- **EXERCISE PROMPT**
Render the material below as a JSON list of strings, one string per line, leaving out blank lines.

[Collection entries]
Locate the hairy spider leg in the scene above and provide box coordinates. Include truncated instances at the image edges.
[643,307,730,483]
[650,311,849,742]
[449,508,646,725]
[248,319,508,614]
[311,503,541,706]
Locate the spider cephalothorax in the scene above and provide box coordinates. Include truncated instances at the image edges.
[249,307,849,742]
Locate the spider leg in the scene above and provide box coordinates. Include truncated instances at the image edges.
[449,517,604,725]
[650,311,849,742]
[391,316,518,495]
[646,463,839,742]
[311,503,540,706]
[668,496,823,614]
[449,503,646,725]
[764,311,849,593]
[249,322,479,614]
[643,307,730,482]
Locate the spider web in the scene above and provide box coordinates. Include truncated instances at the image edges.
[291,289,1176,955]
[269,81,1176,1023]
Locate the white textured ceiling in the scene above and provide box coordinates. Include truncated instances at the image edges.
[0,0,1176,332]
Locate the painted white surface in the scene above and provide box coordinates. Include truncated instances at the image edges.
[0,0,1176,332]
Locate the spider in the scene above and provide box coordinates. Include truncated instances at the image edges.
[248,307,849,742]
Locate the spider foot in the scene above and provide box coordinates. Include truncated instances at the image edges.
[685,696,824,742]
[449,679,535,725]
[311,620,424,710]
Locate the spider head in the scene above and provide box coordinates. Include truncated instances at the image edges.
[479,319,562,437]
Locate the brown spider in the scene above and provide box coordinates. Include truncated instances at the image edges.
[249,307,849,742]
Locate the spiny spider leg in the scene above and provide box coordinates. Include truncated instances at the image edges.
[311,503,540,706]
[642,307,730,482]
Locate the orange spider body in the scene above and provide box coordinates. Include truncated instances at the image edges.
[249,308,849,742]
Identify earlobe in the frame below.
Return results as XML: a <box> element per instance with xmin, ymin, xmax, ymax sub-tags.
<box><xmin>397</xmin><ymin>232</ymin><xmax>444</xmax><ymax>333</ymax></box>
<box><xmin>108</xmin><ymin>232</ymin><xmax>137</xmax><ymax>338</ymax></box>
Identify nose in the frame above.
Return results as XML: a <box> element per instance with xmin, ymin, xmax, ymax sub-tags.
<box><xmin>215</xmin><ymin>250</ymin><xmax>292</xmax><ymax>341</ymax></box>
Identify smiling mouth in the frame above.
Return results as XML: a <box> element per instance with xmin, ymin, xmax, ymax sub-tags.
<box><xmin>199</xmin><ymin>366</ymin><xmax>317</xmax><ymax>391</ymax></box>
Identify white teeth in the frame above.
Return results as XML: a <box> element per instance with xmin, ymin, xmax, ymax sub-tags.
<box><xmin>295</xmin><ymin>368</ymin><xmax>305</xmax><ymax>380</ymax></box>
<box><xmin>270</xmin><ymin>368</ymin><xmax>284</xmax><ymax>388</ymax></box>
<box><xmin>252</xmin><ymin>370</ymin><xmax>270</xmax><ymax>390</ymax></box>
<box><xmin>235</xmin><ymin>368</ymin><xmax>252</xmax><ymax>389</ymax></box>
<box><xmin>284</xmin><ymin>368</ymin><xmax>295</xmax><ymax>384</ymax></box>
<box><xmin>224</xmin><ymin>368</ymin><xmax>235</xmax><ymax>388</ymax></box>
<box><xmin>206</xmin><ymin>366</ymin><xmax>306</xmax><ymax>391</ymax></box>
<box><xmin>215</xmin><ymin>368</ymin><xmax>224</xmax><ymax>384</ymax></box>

- **TASK ANSWER**
[
  "Locate the hairy spider leg in the scene above and provide box coordinates. Include truncated instances at the image edges.",
  "[643,307,730,483]",
  "[650,311,849,742]",
  "[449,508,646,725]",
  "[248,319,508,614]",
  "[311,503,541,706]",
  "Locate the spider cephalothorax in the scene above and provide box coordinates. Include truncated instances at the image edges.",
  "[249,307,849,742]",
  "Locate the spider leg in the scene above and provide box coordinates. Include truncated instances at the image edges.",
  "[449,517,604,725]",
  "[650,311,849,742]",
  "[391,316,518,495]",
  "[646,463,839,742]",
  "[311,503,540,706]",
  "[668,496,823,614]",
  "[449,503,646,725]",
  "[764,311,849,593]",
  "[249,322,479,614]",
  "[643,307,730,482]",
  "Locate the spider web in the scene above and provide box coordinates. Include truncated instances at the image edges.",
  "[291,289,1176,955]",
  "[269,81,1176,1023]",
  "Locate the white textured ceiling in the scene above and provide box coordinates. Include truncated instances at the image edges.",
  "[0,0,1176,332]",
  "Locate the painted white surface in the scene above and provide box coordinates. Include truncated instances at the image edges.",
  "[0,0,1176,332]",
  "Locate the spider in the scene above and provide box coordinates. Include truncated instances at the image edges.",
  "[248,307,849,742]",
  "Locate the spider foot in the scene above and provide box coordinates. Include truncated instances at the image edges.",
  "[685,696,824,742]",
  "[449,679,535,725]",
  "[311,620,424,710]",
  "Locate the spider head in the scene above and provide box coordinates. Include truncated instances at the image edges.",
  "[479,319,562,437]",
  "Locate the brown spider in the scene above and provide box coordinates. Include truncated instances at the image edges.",
  "[249,307,849,742]",
  "Locate the spiny spider leg in the scene above and provide box coordinates. Include truncated instances at the image edges.",
  "[311,503,540,706]",
  "[642,307,730,482]",
  "Locate the orange spider body in the scene above and provide box coordinates. Include truncated instances at the image edges.",
  "[249,308,849,742]",
  "Identify earlobe in the frame below.",
  "Return results as XML: a <box> element per instance with xmin, ymin, xmax, ymax sub-tags.",
  "<box><xmin>397</xmin><ymin>232</ymin><xmax>444</xmax><ymax>333</ymax></box>",
  "<box><xmin>108</xmin><ymin>232</ymin><xmax>137</xmax><ymax>338</ymax></box>",
  "Identify nose in the frame above.",
  "Return results as XML: a <box> element per instance with xmin, ymin, xmax, ymax sub-tags.",
  "<box><xmin>215</xmin><ymin>250</ymin><xmax>292</xmax><ymax>341</ymax></box>",
  "Identify smiling mouth in the frame above.",
  "Return results as XML: a <box> element per instance with xmin, ymin, xmax, ymax sub-tags.",
  "<box><xmin>199</xmin><ymin>366</ymin><xmax>317</xmax><ymax>391</ymax></box>",
  "Identify white teeth in the frame above.",
  "Return results as XML: a <box> element per instance with xmin, ymin, xmax, ymax sub-tags.",
  "<box><xmin>295</xmin><ymin>368</ymin><xmax>305</xmax><ymax>380</ymax></box>",
  "<box><xmin>270</xmin><ymin>368</ymin><xmax>284</xmax><ymax>388</ymax></box>",
  "<box><xmin>252</xmin><ymin>370</ymin><xmax>270</xmax><ymax>390</ymax></box>",
  "<box><xmin>235</xmin><ymin>368</ymin><xmax>252</xmax><ymax>389</ymax></box>",
  "<box><xmin>284</xmin><ymin>368</ymin><xmax>295</xmax><ymax>384</ymax></box>",
  "<box><xmin>224</xmin><ymin>368</ymin><xmax>235</xmax><ymax>388</ymax></box>",
  "<box><xmin>206</xmin><ymin>366</ymin><xmax>306</xmax><ymax>391</ymax></box>",
  "<box><xmin>215</xmin><ymin>368</ymin><xmax>224</xmax><ymax>384</ymax></box>"
]